Saved data entries:
◇ ◇ ◇ ◇ ◇
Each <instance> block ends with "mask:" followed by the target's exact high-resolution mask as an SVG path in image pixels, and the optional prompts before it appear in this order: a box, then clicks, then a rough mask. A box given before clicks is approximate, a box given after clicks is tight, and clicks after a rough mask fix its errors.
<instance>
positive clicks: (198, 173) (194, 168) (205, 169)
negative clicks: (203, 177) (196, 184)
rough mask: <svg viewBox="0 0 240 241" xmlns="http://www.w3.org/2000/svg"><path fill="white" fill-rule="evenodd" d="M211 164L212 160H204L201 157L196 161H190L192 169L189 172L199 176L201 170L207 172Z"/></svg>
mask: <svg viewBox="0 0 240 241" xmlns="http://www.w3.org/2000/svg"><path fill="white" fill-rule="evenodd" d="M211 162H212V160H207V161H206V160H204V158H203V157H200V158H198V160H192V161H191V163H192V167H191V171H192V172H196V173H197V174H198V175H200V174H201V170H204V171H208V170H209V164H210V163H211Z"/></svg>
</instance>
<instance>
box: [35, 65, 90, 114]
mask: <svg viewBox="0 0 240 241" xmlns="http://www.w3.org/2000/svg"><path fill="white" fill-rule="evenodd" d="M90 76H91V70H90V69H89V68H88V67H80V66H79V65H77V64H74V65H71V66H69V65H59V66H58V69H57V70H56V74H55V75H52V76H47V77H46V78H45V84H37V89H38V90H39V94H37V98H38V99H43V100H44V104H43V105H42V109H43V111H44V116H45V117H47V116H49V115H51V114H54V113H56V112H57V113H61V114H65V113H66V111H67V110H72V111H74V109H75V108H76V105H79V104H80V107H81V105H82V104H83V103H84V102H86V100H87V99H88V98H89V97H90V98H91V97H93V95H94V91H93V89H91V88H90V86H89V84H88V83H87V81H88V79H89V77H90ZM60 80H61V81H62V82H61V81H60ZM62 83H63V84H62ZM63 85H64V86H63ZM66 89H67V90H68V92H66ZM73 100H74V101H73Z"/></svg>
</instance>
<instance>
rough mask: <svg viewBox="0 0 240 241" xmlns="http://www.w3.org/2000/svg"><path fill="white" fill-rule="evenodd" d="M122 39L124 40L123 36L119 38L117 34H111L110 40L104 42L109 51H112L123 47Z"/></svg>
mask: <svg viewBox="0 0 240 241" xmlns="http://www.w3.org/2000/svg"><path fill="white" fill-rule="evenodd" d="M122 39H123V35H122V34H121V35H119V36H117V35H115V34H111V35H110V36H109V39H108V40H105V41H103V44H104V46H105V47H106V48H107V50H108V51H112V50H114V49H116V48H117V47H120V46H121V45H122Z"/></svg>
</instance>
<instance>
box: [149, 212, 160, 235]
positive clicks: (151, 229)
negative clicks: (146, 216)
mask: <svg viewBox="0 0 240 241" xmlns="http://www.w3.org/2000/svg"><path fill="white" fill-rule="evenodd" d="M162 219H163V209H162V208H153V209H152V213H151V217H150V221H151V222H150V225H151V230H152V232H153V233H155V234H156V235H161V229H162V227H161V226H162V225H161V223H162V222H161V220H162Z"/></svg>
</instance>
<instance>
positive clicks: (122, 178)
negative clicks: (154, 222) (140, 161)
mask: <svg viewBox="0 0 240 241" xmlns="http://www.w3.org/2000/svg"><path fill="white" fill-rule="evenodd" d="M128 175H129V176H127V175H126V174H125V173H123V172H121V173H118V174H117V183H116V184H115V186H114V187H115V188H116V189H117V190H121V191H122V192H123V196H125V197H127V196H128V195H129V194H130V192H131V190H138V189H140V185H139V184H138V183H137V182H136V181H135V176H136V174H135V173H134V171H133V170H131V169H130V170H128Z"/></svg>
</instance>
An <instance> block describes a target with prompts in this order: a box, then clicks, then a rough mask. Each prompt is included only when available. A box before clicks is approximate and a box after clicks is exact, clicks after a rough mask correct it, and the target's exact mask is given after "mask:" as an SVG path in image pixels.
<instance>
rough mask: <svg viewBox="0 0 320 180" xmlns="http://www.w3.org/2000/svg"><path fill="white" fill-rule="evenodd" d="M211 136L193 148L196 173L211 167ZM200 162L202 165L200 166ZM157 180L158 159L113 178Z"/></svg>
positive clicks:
◇ ◇ ◇ ◇ ◇
* Problem:
Reproduce every item above line for line, changing nothing.

* Result:
Each <instance> block ends with "mask:" followed by the target's exact high-resolution mask as an SVG path in image pixels, and the optional prompts before it appear in this order: a box, then clicks, then a rough mask. A box given before clicks is approximate, a box given after clicks is tight, and clicks after a rough mask fix its errors.
<instance>
positive clicks: (198, 173) (194, 168) (205, 169)
negative clicks: (203, 177) (196, 184)
rough mask: <svg viewBox="0 0 240 241" xmlns="http://www.w3.org/2000/svg"><path fill="white" fill-rule="evenodd" d="M211 164L212 160H204L201 157L196 161H190L192 169L189 172L199 176L201 170L207 172Z"/></svg>
mask: <svg viewBox="0 0 240 241" xmlns="http://www.w3.org/2000/svg"><path fill="white" fill-rule="evenodd" d="M211 162H212V160H207V161H206V160H204V158H203V157H200V158H198V160H192V161H191V163H192V167H191V171H192V172H196V173H197V174H198V175H200V174H201V170H204V171H208V170H209V164H210V163H211Z"/></svg>
</instance>
<instance>
box: [35, 65, 90, 114]
mask: <svg viewBox="0 0 240 241" xmlns="http://www.w3.org/2000/svg"><path fill="white" fill-rule="evenodd" d="M90 76H91V70H90V69H89V68H88V67H80V66H79V65H77V64H74V65H71V66H69V65H59V66H58V69H57V70H56V74H55V75H52V76H47V77H46V78H45V84H37V89H38V90H39V94H37V98H38V99H43V100H44V104H43V105H42V109H43V111H44V116H45V117H47V116H49V115H51V114H54V113H56V112H57V113H61V114H65V113H66V111H67V110H72V111H74V109H75V108H76V105H79V104H80V107H81V105H82V104H83V103H84V102H86V100H87V99H88V98H89V97H90V98H91V97H93V95H94V91H93V89H91V88H90V86H89V84H88V83H87V81H88V79H89V77H90ZM60 80H61V81H62V82H61V81H60ZM62 83H63V84H62ZM63 85H64V86H63ZM66 89H67V90H68V92H66ZM73 100H74V101H73Z"/></svg>
</instance>
<instance>
rough mask: <svg viewBox="0 0 240 241" xmlns="http://www.w3.org/2000/svg"><path fill="white" fill-rule="evenodd" d="M122 39L124 40L123 36L119 38L117 34H111L110 40L104 42L109 51H112L123 47Z"/></svg>
mask: <svg viewBox="0 0 240 241" xmlns="http://www.w3.org/2000/svg"><path fill="white" fill-rule="evenodd" d="M122 39H123V35H122V34H121V35H119V36H117V35H115V34H111V35H110V36H109V39H108V40H105V41H103V44H104V46H105V47H106V48H107V50H108V51H112V50H114V49H116V48H117V47H120V46H121V45H122Z"/></svg>
</instance>
<instance>
box: [149, 212, 160, 235]
positive clicks: (151, 229)
negative clicks: (146, 216)
mask: <svg viewBox="0 0 240 241" xmlns="http://www.w3.org/2000/svg"><path fill="white" fill-rule="evenodd" d="M162 219H163V209H162V208H153V209H152V213H151V217H150V221H151V222H150V225H151V230H152V232H153V233H155V234H156V235H161V229H162V227H161V226H162V225H161V223H162V222H161V220H162Z"/></svg>
</instance>
<instance>
positive clicks: (122, 178)
negative clicks: (154, 222) (140, 161)
mask: <svg viewBox="0 0 240 241" xmlns="http://www.w3.org/2000/svg"><path fill="white" fill-rule="evenodd" d="M128 175H129V176H127V175H126V174H125V173H123V172H121V173H118V174H117V183H116V184H115V186H114V187H115V188H116V189H117V190H121V191H122V192H123V196H125V197H127V196H128V195H129V194H130V192H131V190H138V189H140V185H139V184H138V183H137V182H136V181H135V176H136V174H135V173H134V171H133V170H131V169H130V170H128Z"/></svg>
</instance>
An <instance> block describes a target with prompts in this order: a box, then clicks, then a rough mask. Each prompt is included only when available. A box before clicks is approximate and a box after clicks is exact, clicks after a rough mask correct it, and the target's exact mask is given after "mask:" as an SVG path in image pixels.
<instance>
rough mask: <svg viewBox="0 0 320 180" xmlns="http://www.w3.org/2000/svg"><path fill="white" fill-rule="evenodd" d="M211 136L193 148L196 173L211 167ZM200 162L202 165L200 166ZM157 180L158 159L113 178Z"/></svg>
positive clicks:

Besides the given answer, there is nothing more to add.